Start of Page excerpt

Because the regiment moved on with the rest of the troops in pursuit of the rebels, there was no time to sort out the bodies. Many comrades were wounded and lay either on the field or in hospitals. Twenty-nine members of the 14th were buried in a mass grave on the battlefield.  Later they were dug up and moved to the national cemetery in Winchester. Not until 1868 did veterans of the regiment gather to dedicate an obelisk to them.

Alexander Gardiner, colonel of the 14th N.H.
Alexander Gardiner had been mustered as a colonel and the 14th’s commanding officer just the day before the battle. Gardiner was a 31-year-old lawyer from Claremont, N.H., a graduate of Kimball Union Academy in Meriden who had brought a printing press to Kansas during the troubles there in the 1850s. During the battle he had been shot trying to re-form the regiment’s line in the field between the two woods. He lived until Oct. 8 and was buried in Claremont.

After the battle, the regiment bivouacked along a stream just south of Winchester, expecting to move out again the next morning. As darkness fell, soldiers straggled in and their comrades greeted them with relief. It was from one of these late-comers that Private Buffum overheard the news of his own death.

At 10 o’clock that night the men were called into line for a company roll call. “It was almost cruel,” Buffum later wrote. As the long alphabetical lists were read, men called out, “Dead!” or “Killed!” or “Wounded!” Sometimes a name was called, and there was only silence in response.  

The headcount made things seem even worse than they were. As it turned out, a quarter of the living unwounded had not yet come in.

When Buffum wrote the regimental history nearly 20 years later, he tried to produce not just an accurate count but also to honor the dead with brief accounts of who they were and how they died.

The first man hit was Cpl. Charles A. Ball, a 22-year-old color-bearer from Winchester, N.H. He died after a month in the hospital. Another member of the color guard, Cpl. George W. Hazen of Dublin, N.H., was shot in the neck carrying the state flag and died quickly.

In addition to Gardiner, the 14th lost seven officers. Like the colonel, Capt. William Henry Chaffin and Lt. Henry S. Paul were from Claremont, a Connecticut River town that suffered enormous loss during the war.
Chaffin was a graduate of Kimball Union and also attended Norwich Military Academy in Vermont. He was shot through the head early in the battle. His father died a day or two later at home. Even though Chaffin’s body did not make it to Claremont, both men were honored at a single funeral service.

End of Page excerpt
Start of Data section

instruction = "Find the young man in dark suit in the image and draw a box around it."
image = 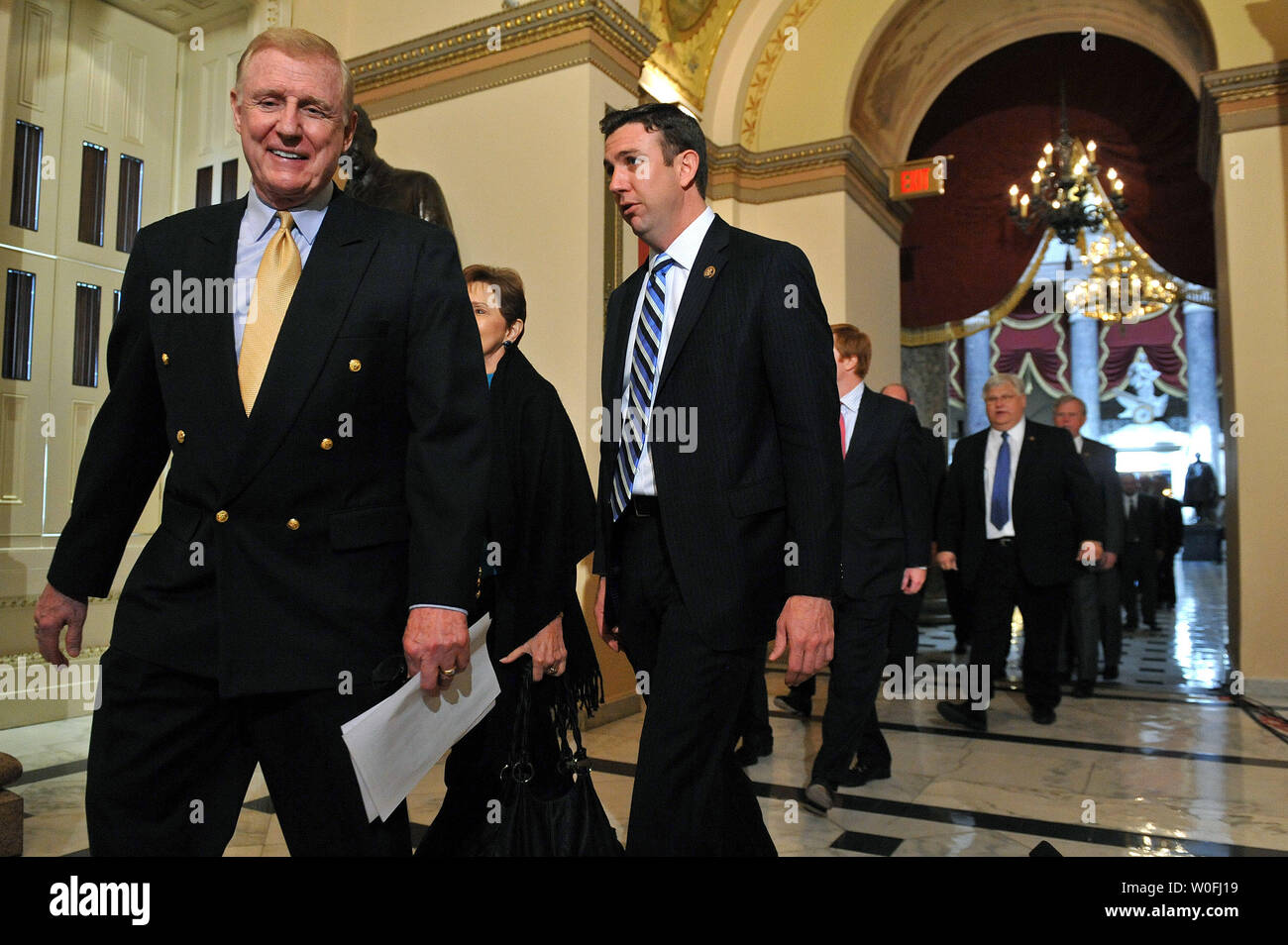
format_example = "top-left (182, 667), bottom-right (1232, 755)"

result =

End of Data section

Problem description :: Could you carry on the account of the 14th New Hampshire regiment from its last sentence? You can set the lines aside; they aren't needed.

Written answer ::
Capt. William A. Fosgate of Winchester, N.H.,
died  leading Co. B of the 14th to battle. While
home on furlough eight months earlier, he had
married Frances Hosmer of Fisherville, N.H.
His promotion to captain followed shortly.
Paul, who had been in the meat business before the war, was shot in the leg, but as a private helped him from the field, a second MiniƩ ball hit him in the head. He had initially served under Chaffin. They were buried together on the field.

Two of the dead had come to the regiment by circuitous routes. Private Sidney H. Young, a Rochester native, lived in New Orleans when war broke out and was conscripted into the rebel army. He deserted in June 1862 and fell in with the Bucktails, the 13th Pennsylvania Reserves. Later that summer, he came north to Westmoreland and joined the 14th. Conrad Webber was a 55-year-old veteran of the Swiss army with a bullet in his arm to prove it. He had emigrated from Switzerland and settled in Stoddard, N.H., in 1852. His son, also named Conrad, died of disease serving with the 2nd New Hampshire in 1863. Wounded and captured at Winchester, the elder Pvt. Webber died in Salisbury prison three months later.

Three men each from Claremont, Dublin and Winchester were killed and four from Richmond. One of the Richmond dead was 21-year-old Pvt. Otis A. Barrus, who had joined the regiment on Sept. 17, two days before marching to battle.

Now he lies with comrades he scarcely knew, men buried first on the field and later at the monument in the National Cemetery in Winchester.